— begin Exercise input —

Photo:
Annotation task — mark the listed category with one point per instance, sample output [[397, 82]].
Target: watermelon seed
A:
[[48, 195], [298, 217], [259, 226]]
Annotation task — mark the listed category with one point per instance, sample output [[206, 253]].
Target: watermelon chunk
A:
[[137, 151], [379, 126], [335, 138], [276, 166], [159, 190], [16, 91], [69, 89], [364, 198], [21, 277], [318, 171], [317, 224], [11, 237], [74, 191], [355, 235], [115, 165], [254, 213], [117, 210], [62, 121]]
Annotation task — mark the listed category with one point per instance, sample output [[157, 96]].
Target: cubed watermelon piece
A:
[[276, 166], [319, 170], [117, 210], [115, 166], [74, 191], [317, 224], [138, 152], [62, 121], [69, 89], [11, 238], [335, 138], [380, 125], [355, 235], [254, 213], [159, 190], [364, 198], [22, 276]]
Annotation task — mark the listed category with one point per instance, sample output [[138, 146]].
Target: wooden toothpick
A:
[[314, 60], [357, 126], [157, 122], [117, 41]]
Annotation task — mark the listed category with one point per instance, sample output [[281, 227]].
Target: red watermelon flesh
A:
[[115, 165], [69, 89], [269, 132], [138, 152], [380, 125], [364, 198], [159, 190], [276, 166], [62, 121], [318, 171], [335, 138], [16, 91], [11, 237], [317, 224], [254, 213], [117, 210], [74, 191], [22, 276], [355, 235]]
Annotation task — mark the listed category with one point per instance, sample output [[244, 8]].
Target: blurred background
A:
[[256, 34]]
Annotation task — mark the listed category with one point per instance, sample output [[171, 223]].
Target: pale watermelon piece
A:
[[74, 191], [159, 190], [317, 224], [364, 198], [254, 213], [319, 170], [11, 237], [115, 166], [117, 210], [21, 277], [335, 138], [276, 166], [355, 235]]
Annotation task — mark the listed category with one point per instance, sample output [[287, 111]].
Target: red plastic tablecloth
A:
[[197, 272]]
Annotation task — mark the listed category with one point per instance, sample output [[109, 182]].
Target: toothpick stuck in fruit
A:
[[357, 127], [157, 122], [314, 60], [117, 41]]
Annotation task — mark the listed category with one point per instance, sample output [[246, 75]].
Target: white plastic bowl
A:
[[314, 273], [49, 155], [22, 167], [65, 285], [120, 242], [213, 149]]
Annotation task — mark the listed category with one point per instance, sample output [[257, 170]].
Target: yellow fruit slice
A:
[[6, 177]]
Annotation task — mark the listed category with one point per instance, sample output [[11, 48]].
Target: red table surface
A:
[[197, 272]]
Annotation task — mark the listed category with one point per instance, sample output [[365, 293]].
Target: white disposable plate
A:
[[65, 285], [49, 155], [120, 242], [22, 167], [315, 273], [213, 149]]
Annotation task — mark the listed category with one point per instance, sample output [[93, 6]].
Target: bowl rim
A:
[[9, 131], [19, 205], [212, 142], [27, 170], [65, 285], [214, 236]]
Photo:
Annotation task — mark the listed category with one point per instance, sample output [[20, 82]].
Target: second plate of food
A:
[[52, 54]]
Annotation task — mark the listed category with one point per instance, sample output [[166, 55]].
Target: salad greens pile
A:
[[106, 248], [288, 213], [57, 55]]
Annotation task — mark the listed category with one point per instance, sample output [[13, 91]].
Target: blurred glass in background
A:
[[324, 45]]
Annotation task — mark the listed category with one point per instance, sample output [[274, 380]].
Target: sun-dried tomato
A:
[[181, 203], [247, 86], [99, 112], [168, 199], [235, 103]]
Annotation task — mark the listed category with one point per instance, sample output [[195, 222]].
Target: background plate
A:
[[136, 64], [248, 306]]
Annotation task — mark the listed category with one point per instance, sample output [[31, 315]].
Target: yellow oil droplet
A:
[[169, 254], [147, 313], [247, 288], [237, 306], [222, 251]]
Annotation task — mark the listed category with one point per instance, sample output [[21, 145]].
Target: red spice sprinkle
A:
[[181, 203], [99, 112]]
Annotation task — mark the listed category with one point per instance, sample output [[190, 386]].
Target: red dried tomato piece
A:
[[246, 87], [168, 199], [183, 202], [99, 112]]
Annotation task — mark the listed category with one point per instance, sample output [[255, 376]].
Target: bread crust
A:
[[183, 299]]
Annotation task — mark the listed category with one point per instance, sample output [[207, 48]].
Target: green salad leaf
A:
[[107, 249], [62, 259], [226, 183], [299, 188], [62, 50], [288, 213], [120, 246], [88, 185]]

— end Exercise input —

Could you reproduce all of the lines above word for word, from the first to the last?

Photo:
Annotation task — mark the listed category with one point per instance, sample output [[397, 82]].
Target: watermelon seed
A:
[[48, 195], [298, 217], [259, 226]]
Annotation task — mark the listed category with one point per instance, sample output [[206, 253]].
Target: watermelon chunk
A:
[[137, 151], [379, 126], [335, 138], [276, 166], [159, 190], [16, 91], [69, 89], [364, 198], [21, 277], [318, 171], [317, 224], [11, 237], [74, 191], [355, 235], [115, 165], [254, 213], [117, 210], [62, 121]]
Annotation task — mark the listed category with one point per instance, sample output [[157, 96]].
Target: cubed watermelon piece
A:
[[276, 166], [319, 170], [117, 210], [115, 166], [74, 191], [317, 224], [138, 152], [62, 121], [69, 89], [11, 238], [335, 138], [380, 125], [355, 235], [254, 213], [159, 190], [364, 198], [22, 276]]
Annotation task — mark the listed category with one point per instance, sample output [[138, 146]].
Target: wooden toothpick
A:
[[314, 60], [357, 126], [157, 122], [117, 41]]
Annotation task — mark the listed category with one point per instance, sample output [[281, 227]].
Target: red watermelon flesh
A:
[[115, 165], [69, 89], [269, 132], [138, 152], [380, 125], [364, 198], [159, 190], [276, 166], [62, 121], [318, 171], [335, 138], [16, 91], [11, 237], [317, 224], [254, 213], [117, 210], [74, 191], [22, 276], [355, 235]]
Annotation task — mark the listed category with one point per instance, sample output [[244, 8]].
Target: blurred background
A:
[[256, 34]]
Annotation task — mark the listed category with one point per instance, sample output [[171, 223]].
Target: pale watermelon piece
A:
[[74, 191], [159, 190], [317, 224], [364, 198], [254, 213], [319, 170], [11, 237], [115, 166], [117, 210], [21, 277], [335, 138], [276, 166], [355, 235]]
Annotation task — mark the listed category with one point per instance, sample output [[287, 111]].
Target: red plastic tablecloth
A:
[[197, 272]]
Annotation task — mark the listed category with one point per instance, sample output [[109, 182]].
Target: toothpick stuck in fruit
A:
[[357, 127], [157, 122], [314, 60], [117, 41]]
Annotation task — mark the listed category with one point per instance, sample output [[246, 75]].
Target: white plastic bowl
A:
[[314, 273], [49, 155], [22, 167], [65, 285], [120, 242], [213, 149]]
Annotation task — mark the listed category with one point per instance, sample output [[257, 170]].
Target: yellow fruit slice
A:
[[6, 177]]
Annotation task — mark the listed category with one point per instance, sample output [[11, 48]].
Target: red table surface
A:
[[197, 272]]
Annotation task — mark the listed category with one point per instance, sample output [[365, 293]].
Target: white disposable plate
A:
[[65, 285], [49, 155], [120, 242], [22, 167], [315, 273], [213, 149]]
Annotation task — mark the listed category with one point per instance, sample output [[93, 6]].
Target: bowl rim
A:
[[9, 131], [19, 205], [212, 142], [27, 170], [65, 285], [214, 236]]
Photo:
Annotation task — mark the listed category with one point per instance, sample output [[20, 82]].
Target: second plate of food
A:
[[52, 54]]
Annotation task — mark the listed category with one point per instance, sample output [[166, 55]].
Target: salad greens pile
A:
[[106, 248], [288, 213], [57, 55]]
Annotation task — mark the listed category with one point per instance, sample output [[13, 91]].
Target: blurred glass in background
A:
[[324, 45]]
Annotation task — mark the listed category with one point per instance, sample output [[274, 380]].
Target: sun-dried tomato
A:
[[181, 203], [247, 86], [99, 112], [168, 199], [235, 103]]
Annotation task — mark the listed category with one point per instance, sample output [[195, 222]].
Target: background plate
A:
[[136, 64], [248, 306]]
Annotation task — mark the listed category with one point per instance, sample output [[31, 315]].
Target: yellow oil droplet
A:
[[169, 254], [147, 313], [247, 288], [237, 306], [222, 251]]
Annotation task — mark the listed category with one point per instance, sample output [[21, 145]].
Target: red spice sprinkle
A:
[[181, 203], [99, 112]]
Annotation task — mark the listed category with one point per instance, sample output [[190, 386]].
Target: red dried tomato piece
A:
[[246, 87], [168, 199], [183, 202], [99, 112]]
Annotation task — mark the listed category with one point per instance, sample output [[255, 376]].
Target: bread crust
A:
[[183, 299]]
Annotation task — mark the listed category with one point per instance, sample output [[207, 48]].
Target: green salad leaf
A:
[[107, 249], [62, 259], [226, 183], [299, 188], [62, 50], [288, 213], [120, 246], [88, 185]]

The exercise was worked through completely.